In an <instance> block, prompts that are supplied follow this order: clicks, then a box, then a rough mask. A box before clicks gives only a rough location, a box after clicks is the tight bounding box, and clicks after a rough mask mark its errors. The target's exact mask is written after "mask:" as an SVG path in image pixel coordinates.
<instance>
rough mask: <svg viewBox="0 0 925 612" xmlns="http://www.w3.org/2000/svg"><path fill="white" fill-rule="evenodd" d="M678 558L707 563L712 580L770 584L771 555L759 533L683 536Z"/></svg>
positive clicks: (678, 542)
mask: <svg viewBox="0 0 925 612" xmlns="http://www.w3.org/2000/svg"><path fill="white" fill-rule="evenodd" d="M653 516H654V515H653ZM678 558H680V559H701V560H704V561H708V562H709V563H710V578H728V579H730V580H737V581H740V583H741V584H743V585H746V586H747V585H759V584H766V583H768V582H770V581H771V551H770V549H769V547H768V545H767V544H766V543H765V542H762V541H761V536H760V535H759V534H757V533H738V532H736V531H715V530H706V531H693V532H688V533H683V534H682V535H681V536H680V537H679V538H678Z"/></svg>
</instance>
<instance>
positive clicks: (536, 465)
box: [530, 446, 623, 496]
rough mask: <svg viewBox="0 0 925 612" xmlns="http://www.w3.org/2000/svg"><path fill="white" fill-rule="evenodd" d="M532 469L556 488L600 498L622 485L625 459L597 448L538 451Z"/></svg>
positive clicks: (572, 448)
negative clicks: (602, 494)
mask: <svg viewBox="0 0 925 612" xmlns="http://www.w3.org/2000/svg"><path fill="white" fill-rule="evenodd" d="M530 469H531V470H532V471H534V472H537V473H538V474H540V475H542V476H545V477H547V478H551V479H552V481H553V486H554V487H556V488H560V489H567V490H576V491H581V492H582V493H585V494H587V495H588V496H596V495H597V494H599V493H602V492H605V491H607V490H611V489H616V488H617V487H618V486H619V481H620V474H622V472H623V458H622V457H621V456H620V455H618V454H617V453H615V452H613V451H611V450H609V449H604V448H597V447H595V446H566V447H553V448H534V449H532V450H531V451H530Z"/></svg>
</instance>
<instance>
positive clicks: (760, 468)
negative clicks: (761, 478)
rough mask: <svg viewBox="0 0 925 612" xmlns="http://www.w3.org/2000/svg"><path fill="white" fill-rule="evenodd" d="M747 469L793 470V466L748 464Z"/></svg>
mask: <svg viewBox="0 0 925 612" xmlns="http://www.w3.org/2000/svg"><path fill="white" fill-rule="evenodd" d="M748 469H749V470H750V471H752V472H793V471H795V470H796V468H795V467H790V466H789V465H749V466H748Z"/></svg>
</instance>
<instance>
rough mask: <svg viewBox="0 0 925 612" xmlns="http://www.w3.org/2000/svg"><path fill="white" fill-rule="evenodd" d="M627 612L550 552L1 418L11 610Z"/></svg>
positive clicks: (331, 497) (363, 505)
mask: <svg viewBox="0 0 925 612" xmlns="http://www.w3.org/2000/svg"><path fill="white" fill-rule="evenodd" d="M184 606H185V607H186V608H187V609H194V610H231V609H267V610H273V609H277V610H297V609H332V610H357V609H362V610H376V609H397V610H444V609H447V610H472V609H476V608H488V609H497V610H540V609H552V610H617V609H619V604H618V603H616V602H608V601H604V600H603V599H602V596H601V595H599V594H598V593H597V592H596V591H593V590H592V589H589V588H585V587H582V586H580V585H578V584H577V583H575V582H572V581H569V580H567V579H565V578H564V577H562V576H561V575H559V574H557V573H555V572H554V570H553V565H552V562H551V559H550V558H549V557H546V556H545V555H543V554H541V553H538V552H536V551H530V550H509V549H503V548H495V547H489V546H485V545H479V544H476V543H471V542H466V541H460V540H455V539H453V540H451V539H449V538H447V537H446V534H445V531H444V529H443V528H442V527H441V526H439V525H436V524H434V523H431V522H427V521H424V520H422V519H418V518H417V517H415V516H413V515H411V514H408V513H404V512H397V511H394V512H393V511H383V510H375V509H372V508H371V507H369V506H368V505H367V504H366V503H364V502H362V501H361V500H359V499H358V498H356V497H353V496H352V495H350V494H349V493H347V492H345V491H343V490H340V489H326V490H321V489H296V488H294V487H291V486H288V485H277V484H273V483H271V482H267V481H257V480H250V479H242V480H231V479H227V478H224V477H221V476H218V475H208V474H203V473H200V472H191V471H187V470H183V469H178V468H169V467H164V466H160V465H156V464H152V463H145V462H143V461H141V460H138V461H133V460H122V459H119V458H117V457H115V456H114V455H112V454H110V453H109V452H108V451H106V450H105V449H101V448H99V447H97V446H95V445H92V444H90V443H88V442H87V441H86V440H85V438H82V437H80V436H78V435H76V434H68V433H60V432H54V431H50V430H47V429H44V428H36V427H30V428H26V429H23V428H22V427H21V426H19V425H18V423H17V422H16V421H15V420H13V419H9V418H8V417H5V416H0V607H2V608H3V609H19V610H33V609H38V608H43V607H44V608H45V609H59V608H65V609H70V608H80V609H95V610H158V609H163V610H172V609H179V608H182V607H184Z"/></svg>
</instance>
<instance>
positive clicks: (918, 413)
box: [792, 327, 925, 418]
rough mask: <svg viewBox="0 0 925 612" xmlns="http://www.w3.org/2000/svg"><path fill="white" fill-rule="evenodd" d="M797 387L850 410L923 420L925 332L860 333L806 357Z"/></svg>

*TRY IT*:
The line containing "box: [792, 327, 925, 418]" and all lines after it, through the last line of the data, should be retyped exactly.

*RESPONSE TO THIS EXERCISE*:
box: [792, 327, 925, 418]
rough mask: <svg viewBox="0 0 925 612" xmlns="http://www.w3.org/2000/svg"><path fill="white" fill-rule="evenodd" d="M797 387L850 410L923 420L925 332L860 333L806 357Z"/></svg>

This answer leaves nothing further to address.